• _TASK OBJECTIVE_
Starting with the line that contains "cap in the photo above.", copy every line through the end of the data below, exactly and with nothing added.

────

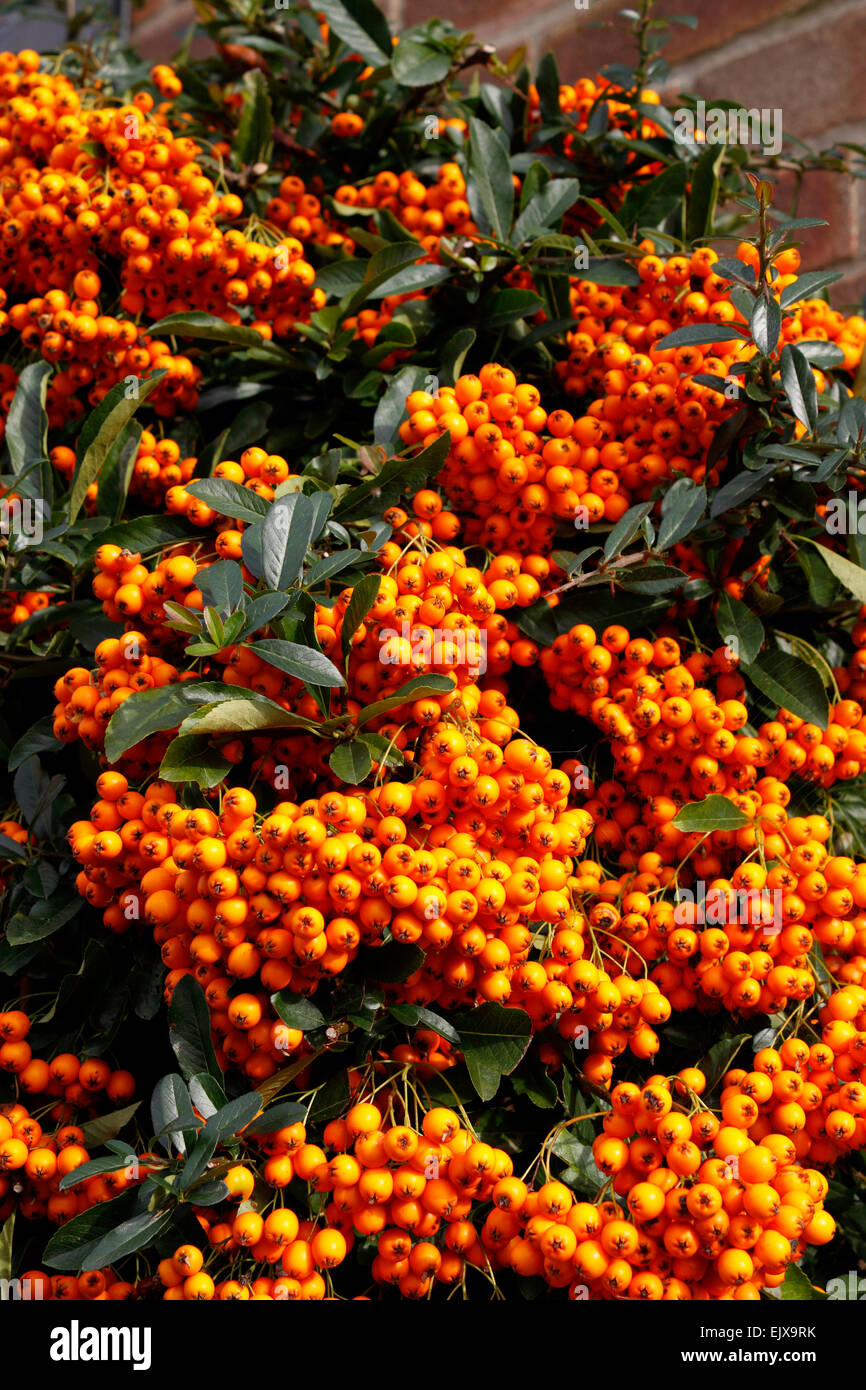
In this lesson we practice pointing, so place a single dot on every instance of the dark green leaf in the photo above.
(72, 1243)
(350, 762)
(420, 687)
(736, 620)
(27, 426)
(715, 812)
(624, 530)
(230, 499)
(492, 177)
(683, 506)
(492, 1040)
(798, 384)
(100, 431)
(221, 585)
(191, 758)
(704, 193)
(198, 324)
(285, 540)
(298, 1012)
(300, 662)
(107, 1126)
(363, 597)
(791, 684)
(189, 1030)
(255, 127)
(419, 64)
(171, 1112)
(545, 209)
(277, 1116)
(766, 324)
(808, 285)
(149, 712)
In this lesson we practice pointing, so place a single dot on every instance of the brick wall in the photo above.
(804, 57)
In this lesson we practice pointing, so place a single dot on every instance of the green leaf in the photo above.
(221, 585)
(381, 267)
(331, 566)
(766, 324)
(56, 912)
(255, 128)
(277, 1116)
(391, 410)
(171, 1112)
(285, 540)
(651, 578)
(38, 738)
(189, 1030)
(699, 334)
(206, 1094)
(230, 499)
(808, 285)
(712, 813)
(300, 662)
(129, 1236)
(734, 619)
(99, 432)
(150, 712)
(492, 1041)
(414, 1016)
(510, 305)
(738, 489)
(545, 209)
(612, 270)
(850, 576)
(420, 687)
(797, 1287)
(363, 597)
(260, 610)
(362, 25)
(298, 1012)
(191, 758)
(791, 684)
(419, 64)
(6, 1246)
(242, 715)
(234, 1116)
(117, 471)
(107, 1126)
(145, 534)
(683, 506)
(720, 1058)
(27, 427)
(799, 388)
(492, 177)
(398, 476)
(651, 205)
(350, 762)
(626, 528)
(704, 193)
(71, 1246)
(109, 1164)
(391, 963)
(198, 324)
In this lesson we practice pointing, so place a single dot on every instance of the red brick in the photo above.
(581, 52)
(719, 24)
(813, 77)
(830, 196)
(478, 15)
(848, 293)
(160, 35)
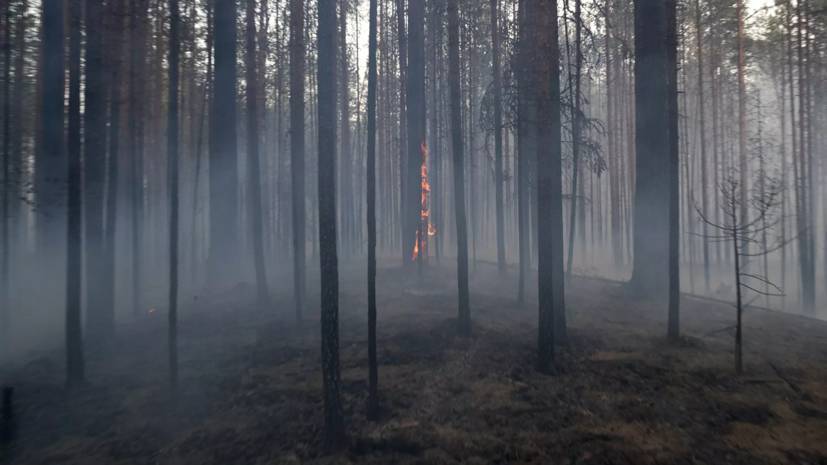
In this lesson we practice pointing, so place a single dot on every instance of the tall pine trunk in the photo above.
(652, 144)
(334, 432)
(254, 210)
(498, 135)
(172, 173)
(415, 129)
(545, 84)
(5, 301)
(74, 339)
(224, 215)
(464, 312)
(100, 319)
(373, 375)
(297, 65)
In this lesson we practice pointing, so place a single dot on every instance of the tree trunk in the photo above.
(114, 39)
(223, 163)
(546, 93)
(100, 319)
(416, 129)
(498, 135)
(74, 338)
(575, 134)
(526, 145)
(652, 143)
(702, 142)
(136, 145)
(464, 312)
(297, 57)
(50, 175)
(334, 432)
(172, 173)
(5, 301)
(403, 128)
(253, 164)
(673, 331)
(373, 376)
(347, 212)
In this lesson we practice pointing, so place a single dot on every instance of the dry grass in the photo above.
(250, 391)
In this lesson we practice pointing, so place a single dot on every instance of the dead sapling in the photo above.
(746, 235)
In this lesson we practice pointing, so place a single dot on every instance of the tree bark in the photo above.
(172, 173)
(253, 164)
(546, 92)
(297, 69)
(416, 129)
(498, 135)
(652, 143)
(373, 376)
(464, 312)
(334, 433)
(223, 163)
(100, 319)
(74, 338)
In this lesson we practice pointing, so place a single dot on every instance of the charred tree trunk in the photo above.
(223, 163)
(403, 129)
(526, 138)
(172, 173)
(113, 167)
(255, 210)
(334, 433)
(347, 212)
(137, 41)
(673, 331)
(74, 340)
(5, 301)
(702, 141)
(297, 58)
(652, 126)
(498, 135)
(373, 376)
(464, 312)
(545, 86)
(416, 130)
(100, 319)
(50, 175)
(575, 134)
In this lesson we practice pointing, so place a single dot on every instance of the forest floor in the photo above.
(250, 390)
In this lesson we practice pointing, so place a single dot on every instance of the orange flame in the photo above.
(421, 243)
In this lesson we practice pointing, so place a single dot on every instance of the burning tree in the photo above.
(745, 224)
(425, 228)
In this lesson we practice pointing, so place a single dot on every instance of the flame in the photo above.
(421, 243)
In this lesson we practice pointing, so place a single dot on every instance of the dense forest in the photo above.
(413, 231)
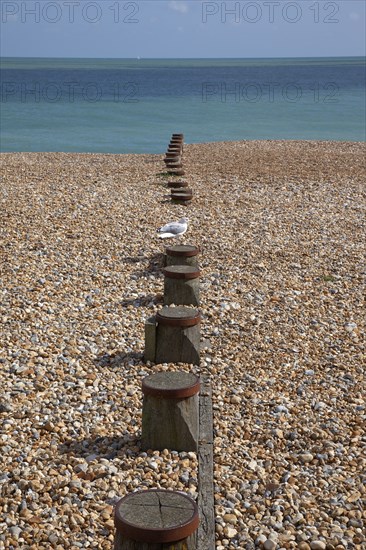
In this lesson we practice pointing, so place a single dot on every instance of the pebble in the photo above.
(318, 545)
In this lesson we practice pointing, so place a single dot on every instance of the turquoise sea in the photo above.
(133, 105)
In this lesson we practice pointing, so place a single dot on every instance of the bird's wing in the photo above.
(172, 227)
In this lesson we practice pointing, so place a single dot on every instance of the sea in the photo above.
(134, 105)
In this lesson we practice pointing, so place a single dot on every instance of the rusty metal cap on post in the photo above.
(171, 385)
(179, 316)
(182, 250)
(182, 197)
(176, 184)
(156, 516)
(186, 272)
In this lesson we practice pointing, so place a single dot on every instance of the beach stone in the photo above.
(306, 457)
(318, 545)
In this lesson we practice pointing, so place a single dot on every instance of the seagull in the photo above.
(173, 229)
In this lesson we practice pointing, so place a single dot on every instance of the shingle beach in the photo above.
(281, 227)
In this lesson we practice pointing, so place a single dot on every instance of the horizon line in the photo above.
(139, 58)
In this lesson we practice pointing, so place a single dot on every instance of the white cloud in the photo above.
(354, 16)
(178, 5)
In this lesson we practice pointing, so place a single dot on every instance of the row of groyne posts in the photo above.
(179, 191)
(176, 415)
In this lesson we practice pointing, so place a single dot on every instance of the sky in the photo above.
(182, 28)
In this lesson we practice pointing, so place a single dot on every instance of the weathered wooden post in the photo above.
(181, 285)
(170, 412)
(156, 519)
(176, 171)
(182, 254)
(172, 154)
(173, 164)
(174, 149)
(178, 335)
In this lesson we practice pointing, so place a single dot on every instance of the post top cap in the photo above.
(185, 250)
(156, 516)
(179, 316)
(171, 385)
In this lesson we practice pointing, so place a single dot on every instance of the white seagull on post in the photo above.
(173, 229)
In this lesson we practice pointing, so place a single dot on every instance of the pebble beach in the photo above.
(281, 228)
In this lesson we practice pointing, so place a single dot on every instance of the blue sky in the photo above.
(182, 28)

────

• _FULL SOLUTION_
In this lesson we practice pointing, so place a single dot on every instance of the post top cap in the photo above.
(185, 250)
(156, 516)
(179, 316)
(171, 385)
In this lesson we practice pointing, so place a single dot on every instance of the white seagull on post in the photo above.
(173, 229)
In this lesson we practice pointing, so place a single dot on every instance of the pebble beach in the photo above.
(281, 228)
In this lesson we practice pointing, so place a single dot on every instance of the blue sky in the photo above.
(182, 28)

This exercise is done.